--- DATA EXTRACT ---

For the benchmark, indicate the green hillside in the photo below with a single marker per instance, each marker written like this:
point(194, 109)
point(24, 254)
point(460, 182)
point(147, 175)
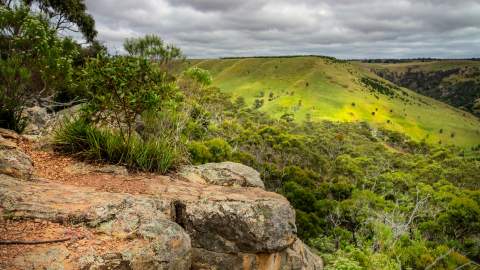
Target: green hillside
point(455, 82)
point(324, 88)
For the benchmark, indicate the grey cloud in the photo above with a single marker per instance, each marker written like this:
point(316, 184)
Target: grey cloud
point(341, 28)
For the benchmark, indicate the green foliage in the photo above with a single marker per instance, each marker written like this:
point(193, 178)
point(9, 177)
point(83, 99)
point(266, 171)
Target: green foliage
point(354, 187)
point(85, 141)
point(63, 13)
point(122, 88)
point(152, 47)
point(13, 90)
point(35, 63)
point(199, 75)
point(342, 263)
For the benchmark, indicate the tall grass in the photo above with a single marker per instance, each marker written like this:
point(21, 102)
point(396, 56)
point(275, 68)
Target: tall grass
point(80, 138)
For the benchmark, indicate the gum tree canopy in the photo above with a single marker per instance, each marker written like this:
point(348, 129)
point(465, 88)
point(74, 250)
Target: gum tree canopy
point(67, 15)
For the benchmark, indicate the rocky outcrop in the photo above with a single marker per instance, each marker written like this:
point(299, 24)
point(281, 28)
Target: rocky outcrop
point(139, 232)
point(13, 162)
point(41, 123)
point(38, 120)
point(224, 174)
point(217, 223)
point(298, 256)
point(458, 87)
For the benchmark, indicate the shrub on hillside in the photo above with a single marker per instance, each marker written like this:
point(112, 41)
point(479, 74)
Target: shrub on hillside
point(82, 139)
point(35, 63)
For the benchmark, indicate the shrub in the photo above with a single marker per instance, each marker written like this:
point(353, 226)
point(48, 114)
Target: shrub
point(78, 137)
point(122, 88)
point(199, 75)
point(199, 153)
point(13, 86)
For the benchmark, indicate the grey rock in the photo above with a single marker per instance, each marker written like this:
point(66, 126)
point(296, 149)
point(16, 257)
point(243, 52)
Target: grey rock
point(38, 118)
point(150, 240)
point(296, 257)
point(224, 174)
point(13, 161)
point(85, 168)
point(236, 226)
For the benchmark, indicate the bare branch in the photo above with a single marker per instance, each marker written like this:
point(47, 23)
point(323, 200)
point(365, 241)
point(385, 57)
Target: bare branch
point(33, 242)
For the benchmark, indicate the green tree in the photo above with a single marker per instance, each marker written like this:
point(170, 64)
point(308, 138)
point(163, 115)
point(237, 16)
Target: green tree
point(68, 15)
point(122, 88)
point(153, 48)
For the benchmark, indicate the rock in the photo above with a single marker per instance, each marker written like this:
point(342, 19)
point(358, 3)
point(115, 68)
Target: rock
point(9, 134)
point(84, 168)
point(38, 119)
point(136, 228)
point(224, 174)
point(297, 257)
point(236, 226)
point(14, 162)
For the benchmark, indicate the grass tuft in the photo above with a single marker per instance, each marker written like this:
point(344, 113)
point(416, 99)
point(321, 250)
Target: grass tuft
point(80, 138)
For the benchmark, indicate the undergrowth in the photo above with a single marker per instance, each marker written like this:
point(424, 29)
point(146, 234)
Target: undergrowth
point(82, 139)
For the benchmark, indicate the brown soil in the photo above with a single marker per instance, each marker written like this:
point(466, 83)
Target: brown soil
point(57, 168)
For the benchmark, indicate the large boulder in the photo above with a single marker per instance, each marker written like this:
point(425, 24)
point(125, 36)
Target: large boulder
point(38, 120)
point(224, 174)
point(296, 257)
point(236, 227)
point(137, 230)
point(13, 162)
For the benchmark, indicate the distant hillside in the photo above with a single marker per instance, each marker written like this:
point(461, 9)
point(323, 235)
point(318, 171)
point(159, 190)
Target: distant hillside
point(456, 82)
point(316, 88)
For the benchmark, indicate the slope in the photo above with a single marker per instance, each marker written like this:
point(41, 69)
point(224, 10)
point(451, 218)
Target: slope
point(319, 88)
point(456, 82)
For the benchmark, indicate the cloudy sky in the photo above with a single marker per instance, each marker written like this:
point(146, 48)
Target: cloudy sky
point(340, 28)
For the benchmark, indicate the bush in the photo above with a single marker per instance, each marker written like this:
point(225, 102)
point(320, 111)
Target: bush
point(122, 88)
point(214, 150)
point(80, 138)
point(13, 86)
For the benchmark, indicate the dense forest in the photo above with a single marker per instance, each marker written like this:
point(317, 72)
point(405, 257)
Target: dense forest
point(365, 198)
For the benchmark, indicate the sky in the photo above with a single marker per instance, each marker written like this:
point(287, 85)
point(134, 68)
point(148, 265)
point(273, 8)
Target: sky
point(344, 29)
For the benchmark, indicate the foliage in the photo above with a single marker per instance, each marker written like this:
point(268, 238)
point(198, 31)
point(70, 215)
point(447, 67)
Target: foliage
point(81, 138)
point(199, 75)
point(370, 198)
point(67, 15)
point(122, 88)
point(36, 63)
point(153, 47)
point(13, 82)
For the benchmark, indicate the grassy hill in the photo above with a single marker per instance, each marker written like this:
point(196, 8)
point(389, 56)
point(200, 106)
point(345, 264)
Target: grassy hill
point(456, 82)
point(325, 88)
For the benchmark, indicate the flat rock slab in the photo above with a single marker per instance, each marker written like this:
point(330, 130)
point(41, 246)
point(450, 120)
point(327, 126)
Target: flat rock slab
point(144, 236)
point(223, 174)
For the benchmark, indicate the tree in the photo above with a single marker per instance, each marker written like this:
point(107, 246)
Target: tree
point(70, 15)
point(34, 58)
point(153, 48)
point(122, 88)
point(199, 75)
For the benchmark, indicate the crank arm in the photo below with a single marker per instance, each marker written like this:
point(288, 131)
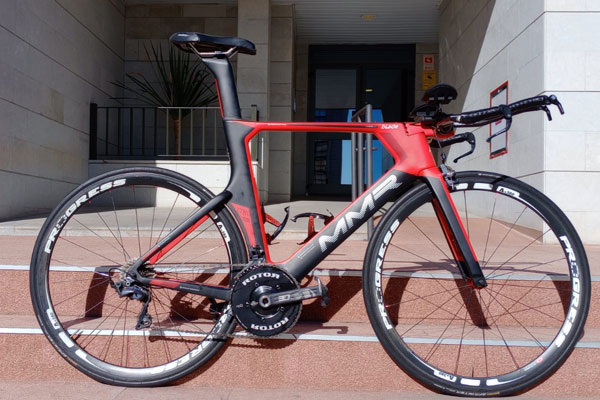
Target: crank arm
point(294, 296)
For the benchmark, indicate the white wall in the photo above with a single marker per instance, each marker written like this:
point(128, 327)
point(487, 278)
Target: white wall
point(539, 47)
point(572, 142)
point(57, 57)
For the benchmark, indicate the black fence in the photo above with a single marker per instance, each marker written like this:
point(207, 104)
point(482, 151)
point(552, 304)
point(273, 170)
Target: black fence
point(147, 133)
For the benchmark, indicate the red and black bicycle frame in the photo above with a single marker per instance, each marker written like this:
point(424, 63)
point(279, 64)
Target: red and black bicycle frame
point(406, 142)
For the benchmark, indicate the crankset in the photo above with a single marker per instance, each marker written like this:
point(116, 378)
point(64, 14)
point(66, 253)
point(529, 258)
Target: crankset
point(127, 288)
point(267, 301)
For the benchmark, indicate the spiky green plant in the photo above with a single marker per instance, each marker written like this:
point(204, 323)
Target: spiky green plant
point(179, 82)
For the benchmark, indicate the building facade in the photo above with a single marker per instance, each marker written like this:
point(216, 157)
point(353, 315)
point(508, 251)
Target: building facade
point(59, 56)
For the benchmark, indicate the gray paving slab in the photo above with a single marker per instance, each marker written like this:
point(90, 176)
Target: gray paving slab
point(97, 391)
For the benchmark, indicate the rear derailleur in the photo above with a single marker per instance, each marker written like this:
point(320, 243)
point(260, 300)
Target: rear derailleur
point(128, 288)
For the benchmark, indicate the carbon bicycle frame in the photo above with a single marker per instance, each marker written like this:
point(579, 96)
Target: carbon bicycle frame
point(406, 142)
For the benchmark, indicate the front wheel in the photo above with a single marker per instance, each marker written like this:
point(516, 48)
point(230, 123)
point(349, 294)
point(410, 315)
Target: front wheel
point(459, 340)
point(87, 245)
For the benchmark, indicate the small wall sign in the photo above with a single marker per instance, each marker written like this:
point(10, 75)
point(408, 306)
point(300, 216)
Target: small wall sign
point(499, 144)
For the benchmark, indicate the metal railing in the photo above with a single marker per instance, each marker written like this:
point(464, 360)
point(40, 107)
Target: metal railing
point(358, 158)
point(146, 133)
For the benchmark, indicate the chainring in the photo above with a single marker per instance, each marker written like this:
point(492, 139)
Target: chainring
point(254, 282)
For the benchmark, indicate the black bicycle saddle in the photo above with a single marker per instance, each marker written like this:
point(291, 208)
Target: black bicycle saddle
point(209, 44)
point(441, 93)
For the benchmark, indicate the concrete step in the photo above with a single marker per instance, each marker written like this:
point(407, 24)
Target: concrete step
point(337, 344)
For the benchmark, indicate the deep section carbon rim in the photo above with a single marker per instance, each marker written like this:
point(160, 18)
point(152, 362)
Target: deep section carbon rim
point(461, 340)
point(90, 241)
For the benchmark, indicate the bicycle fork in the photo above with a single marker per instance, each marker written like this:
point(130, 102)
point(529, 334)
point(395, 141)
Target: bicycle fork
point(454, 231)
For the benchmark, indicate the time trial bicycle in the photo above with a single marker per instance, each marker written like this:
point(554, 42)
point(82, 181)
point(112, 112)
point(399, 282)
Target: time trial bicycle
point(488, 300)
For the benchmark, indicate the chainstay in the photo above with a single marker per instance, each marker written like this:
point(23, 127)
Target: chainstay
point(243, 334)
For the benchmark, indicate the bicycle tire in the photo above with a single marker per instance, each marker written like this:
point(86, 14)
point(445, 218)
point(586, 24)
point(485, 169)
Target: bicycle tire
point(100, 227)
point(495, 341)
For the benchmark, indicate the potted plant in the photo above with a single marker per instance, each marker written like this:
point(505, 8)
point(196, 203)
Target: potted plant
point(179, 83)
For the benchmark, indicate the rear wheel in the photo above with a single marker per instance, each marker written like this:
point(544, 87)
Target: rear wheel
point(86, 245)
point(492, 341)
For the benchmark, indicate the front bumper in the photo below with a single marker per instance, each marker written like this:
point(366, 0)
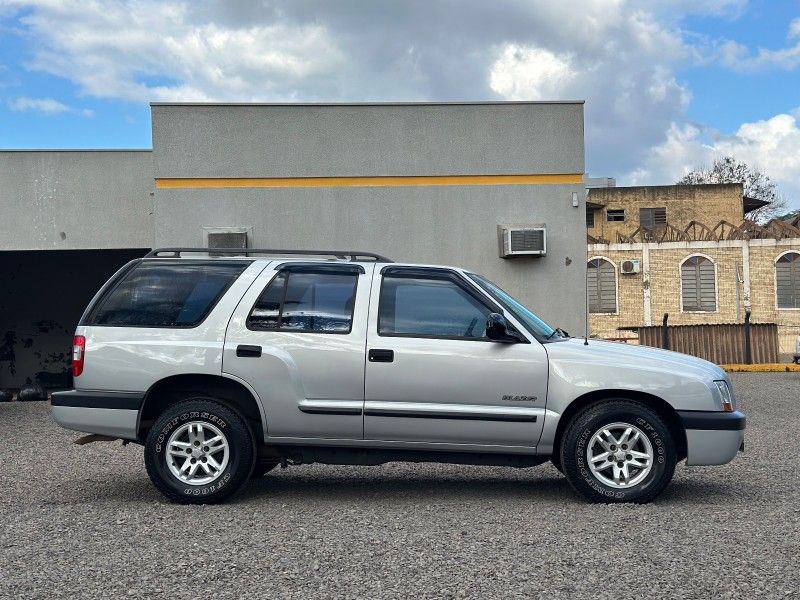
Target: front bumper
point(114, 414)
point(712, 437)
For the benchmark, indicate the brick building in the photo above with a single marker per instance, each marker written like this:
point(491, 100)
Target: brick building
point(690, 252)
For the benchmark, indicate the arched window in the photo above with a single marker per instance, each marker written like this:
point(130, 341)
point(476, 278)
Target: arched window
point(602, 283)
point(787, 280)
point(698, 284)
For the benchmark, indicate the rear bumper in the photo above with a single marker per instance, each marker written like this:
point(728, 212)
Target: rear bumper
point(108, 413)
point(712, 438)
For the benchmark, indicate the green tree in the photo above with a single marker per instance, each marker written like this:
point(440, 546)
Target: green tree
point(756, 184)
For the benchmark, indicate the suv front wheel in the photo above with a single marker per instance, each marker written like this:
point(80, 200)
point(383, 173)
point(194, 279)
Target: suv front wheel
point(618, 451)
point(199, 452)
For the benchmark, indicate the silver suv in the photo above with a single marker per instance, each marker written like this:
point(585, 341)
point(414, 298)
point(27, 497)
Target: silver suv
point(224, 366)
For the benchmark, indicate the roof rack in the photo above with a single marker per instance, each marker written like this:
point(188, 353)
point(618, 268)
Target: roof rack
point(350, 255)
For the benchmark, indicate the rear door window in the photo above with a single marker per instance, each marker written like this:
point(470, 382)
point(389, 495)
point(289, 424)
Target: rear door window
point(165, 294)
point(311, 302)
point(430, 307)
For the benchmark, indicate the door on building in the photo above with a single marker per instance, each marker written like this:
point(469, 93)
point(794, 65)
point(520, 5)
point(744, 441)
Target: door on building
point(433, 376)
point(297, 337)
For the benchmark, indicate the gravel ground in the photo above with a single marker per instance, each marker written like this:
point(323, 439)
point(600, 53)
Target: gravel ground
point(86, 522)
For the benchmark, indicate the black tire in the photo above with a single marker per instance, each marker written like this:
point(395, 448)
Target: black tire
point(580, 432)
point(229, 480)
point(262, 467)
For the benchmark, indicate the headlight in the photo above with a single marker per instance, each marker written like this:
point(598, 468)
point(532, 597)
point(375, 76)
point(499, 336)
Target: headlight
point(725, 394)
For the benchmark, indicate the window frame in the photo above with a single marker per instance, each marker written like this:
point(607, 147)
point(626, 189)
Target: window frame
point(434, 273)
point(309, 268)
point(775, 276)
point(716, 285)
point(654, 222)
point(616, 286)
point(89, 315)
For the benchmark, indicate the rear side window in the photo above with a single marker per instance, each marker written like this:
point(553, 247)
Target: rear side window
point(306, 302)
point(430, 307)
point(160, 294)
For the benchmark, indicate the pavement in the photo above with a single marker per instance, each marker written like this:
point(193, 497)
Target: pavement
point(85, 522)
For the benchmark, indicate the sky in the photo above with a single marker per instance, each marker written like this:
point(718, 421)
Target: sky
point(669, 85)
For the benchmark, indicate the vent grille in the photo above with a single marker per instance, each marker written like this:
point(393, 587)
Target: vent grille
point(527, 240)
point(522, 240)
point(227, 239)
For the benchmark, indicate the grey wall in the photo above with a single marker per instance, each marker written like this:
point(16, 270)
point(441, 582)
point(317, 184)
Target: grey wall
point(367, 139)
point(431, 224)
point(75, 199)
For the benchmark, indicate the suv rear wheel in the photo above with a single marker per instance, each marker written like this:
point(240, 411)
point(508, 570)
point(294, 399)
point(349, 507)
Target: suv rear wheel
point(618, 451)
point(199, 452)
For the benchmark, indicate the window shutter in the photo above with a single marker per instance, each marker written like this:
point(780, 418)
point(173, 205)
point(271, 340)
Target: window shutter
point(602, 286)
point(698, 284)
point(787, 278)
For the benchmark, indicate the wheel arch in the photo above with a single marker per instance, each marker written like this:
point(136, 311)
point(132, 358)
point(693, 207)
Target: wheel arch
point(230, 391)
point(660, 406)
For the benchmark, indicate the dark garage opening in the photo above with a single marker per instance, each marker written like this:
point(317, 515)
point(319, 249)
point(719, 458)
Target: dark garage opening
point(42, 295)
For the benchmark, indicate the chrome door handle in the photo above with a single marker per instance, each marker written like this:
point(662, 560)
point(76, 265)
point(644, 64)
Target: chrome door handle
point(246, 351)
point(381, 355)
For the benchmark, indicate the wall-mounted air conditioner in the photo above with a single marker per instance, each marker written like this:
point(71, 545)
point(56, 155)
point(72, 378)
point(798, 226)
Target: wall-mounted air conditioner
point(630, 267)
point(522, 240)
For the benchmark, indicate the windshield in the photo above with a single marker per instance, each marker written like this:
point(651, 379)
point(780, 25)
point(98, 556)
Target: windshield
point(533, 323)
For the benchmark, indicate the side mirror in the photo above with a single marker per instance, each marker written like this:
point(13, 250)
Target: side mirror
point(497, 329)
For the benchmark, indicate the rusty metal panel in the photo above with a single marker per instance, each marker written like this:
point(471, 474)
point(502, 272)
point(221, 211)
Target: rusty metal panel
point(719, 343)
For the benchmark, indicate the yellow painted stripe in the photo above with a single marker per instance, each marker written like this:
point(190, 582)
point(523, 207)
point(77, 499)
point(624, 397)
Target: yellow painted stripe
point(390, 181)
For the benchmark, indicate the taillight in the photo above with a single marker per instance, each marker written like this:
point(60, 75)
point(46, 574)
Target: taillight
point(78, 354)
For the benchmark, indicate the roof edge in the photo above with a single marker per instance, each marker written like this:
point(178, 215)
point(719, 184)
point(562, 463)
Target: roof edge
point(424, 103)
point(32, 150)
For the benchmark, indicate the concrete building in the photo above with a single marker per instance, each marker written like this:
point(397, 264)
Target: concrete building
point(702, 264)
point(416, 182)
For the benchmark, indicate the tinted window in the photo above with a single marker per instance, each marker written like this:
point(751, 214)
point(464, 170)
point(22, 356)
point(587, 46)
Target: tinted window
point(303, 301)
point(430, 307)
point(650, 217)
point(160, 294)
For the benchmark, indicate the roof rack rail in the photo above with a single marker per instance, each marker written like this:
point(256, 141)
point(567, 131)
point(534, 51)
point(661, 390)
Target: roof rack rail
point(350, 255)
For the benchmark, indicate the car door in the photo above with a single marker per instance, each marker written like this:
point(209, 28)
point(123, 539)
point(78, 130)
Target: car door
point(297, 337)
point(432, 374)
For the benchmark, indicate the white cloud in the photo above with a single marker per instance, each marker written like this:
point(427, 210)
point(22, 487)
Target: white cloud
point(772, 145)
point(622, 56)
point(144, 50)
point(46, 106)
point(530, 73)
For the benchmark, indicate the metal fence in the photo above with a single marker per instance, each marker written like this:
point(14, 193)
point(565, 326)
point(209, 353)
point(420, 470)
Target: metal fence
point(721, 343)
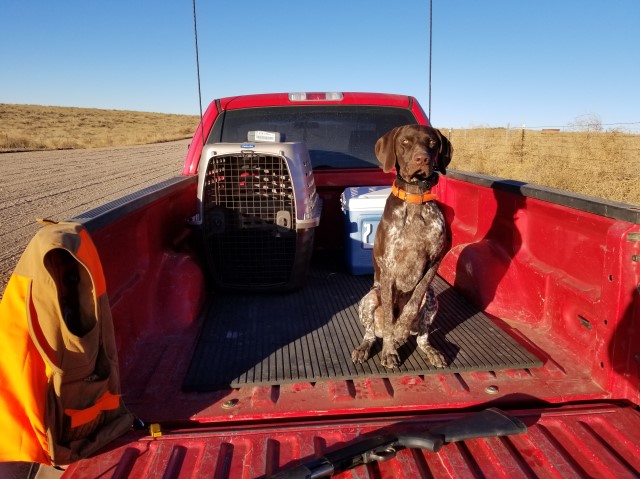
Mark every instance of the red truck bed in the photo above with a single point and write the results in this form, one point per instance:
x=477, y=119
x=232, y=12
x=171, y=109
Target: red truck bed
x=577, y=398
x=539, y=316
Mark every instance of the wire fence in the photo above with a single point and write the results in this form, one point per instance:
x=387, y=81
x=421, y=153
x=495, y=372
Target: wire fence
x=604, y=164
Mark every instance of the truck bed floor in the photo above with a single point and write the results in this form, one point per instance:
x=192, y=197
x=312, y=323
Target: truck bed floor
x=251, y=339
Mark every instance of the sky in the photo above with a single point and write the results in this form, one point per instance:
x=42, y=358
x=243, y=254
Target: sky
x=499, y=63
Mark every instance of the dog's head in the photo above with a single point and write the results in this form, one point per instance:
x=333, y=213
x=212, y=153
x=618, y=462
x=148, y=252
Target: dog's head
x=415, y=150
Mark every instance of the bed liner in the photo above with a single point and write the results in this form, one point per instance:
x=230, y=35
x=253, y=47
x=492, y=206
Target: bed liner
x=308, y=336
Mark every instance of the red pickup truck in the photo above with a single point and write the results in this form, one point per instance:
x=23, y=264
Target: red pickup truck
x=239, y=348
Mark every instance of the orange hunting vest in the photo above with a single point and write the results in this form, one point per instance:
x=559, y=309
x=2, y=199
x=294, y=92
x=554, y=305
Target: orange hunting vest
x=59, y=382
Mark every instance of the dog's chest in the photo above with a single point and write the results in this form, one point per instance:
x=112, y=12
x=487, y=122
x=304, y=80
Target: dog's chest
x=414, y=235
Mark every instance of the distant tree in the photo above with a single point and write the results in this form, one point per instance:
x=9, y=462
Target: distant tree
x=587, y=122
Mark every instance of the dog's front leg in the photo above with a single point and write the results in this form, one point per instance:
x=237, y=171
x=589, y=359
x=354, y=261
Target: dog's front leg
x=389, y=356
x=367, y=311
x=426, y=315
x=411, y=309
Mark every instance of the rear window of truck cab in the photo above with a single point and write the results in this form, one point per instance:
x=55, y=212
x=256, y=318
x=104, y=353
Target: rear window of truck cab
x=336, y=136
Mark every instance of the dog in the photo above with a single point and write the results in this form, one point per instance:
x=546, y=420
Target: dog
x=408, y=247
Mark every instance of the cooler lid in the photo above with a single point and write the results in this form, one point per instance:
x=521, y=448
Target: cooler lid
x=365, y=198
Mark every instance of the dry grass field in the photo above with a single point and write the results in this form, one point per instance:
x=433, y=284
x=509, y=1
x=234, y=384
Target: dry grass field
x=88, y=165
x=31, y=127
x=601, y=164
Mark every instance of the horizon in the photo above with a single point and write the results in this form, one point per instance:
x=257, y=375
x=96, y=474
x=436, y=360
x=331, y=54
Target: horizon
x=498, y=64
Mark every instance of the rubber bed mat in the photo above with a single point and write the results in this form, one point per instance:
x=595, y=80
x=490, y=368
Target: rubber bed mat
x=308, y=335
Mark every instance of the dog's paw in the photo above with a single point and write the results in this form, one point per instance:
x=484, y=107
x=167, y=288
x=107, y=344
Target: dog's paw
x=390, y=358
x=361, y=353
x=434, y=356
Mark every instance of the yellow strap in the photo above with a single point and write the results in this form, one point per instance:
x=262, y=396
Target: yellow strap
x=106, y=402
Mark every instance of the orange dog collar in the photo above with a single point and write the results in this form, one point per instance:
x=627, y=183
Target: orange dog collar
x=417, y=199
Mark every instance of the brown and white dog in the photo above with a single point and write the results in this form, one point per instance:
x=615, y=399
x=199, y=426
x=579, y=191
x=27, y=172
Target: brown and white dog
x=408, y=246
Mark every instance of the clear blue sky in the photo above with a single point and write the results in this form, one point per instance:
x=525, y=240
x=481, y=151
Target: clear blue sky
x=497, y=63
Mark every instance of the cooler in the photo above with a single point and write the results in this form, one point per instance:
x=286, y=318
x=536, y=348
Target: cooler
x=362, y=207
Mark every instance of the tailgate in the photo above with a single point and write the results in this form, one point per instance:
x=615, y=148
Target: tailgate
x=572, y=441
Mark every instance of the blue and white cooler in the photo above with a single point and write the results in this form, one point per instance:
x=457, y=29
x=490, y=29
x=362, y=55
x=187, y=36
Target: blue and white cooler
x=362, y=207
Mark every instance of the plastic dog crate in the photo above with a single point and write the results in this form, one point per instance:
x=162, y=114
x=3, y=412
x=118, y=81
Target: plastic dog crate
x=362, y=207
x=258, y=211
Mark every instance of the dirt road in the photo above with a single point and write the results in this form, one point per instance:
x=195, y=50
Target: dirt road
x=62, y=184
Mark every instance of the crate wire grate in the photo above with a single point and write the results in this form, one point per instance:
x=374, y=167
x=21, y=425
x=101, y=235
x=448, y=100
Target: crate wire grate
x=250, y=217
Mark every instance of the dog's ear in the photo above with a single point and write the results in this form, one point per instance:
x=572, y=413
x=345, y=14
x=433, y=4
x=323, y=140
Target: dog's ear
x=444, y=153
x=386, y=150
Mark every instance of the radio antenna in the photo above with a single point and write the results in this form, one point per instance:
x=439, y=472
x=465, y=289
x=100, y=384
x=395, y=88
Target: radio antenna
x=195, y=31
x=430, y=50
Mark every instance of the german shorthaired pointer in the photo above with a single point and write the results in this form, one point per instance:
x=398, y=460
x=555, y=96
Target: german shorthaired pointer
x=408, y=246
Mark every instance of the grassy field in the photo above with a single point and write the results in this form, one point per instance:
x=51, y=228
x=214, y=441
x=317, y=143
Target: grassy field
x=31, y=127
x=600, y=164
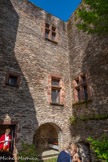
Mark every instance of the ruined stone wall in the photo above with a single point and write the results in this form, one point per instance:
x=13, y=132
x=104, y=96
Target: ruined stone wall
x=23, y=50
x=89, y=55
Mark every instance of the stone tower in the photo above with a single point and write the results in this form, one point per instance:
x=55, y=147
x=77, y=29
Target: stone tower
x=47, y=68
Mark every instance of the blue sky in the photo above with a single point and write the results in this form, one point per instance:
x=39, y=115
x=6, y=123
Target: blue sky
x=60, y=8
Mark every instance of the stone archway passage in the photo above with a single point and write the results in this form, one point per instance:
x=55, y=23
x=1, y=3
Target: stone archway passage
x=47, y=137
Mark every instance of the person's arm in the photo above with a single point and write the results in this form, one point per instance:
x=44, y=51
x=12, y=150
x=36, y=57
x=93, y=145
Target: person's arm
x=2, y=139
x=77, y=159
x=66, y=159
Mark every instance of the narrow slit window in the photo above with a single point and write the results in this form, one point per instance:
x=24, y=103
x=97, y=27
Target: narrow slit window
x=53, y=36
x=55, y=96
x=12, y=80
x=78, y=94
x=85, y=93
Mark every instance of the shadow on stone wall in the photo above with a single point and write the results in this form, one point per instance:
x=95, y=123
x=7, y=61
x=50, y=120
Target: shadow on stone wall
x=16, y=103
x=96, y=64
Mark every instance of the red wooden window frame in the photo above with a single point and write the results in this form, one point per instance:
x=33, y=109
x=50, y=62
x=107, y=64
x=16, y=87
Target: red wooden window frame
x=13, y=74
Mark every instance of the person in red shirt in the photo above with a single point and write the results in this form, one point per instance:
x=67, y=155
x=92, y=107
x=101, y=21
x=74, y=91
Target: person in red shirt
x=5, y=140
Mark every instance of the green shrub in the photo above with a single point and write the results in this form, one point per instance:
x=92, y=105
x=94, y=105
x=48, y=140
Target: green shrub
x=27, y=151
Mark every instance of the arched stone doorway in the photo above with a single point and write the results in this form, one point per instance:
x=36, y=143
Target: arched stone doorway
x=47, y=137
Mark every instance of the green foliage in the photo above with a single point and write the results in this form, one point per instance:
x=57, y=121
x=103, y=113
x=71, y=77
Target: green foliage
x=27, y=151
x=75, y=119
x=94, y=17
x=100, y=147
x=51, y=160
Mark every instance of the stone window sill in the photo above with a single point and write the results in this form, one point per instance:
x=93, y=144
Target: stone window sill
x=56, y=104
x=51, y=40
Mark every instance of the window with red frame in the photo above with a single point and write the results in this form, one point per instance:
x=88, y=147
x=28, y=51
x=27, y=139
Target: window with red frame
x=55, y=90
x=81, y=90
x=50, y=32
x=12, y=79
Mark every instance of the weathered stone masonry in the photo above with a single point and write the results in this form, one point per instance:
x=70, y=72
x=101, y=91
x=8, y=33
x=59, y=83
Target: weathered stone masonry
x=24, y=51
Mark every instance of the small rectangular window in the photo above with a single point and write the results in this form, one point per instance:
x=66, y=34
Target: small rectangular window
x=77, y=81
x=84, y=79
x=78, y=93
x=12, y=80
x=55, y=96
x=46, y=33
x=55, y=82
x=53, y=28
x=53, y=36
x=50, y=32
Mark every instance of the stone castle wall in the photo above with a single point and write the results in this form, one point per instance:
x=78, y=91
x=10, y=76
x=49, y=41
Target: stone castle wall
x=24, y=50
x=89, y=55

---

» WORK REQUIRED: Rewrite the lines above as a Markdown table with the columns Row and Line, using everything from the line containing "Mark every instance of the plastic" down to the line containing "x=62, y=184". Number each row and leave out any blank lines.

» EXERCISE SOLUTION:
| Row | Line |
|---|---|
| 1 | Mark every instance of the plastic dog crate in the photo above with a single point and write the results in this form, one point per instance: |
| 2 | x=162, y=114 |
| 3 | x=3, y=412 |
| 4 | x=118, y=81 |
| 5 | Target: plastic dog crate |
| 6 | x=362, y=207 |
| 7 | x=258, y=211 |
| 8 | Mark every instance of the dirt road in the photo above with a single point and write the results in this form, one point per instance: |
| 9 | x=195, y=50 |
| 10 | Target: dirt road |
| 11 | x=62, y=184 |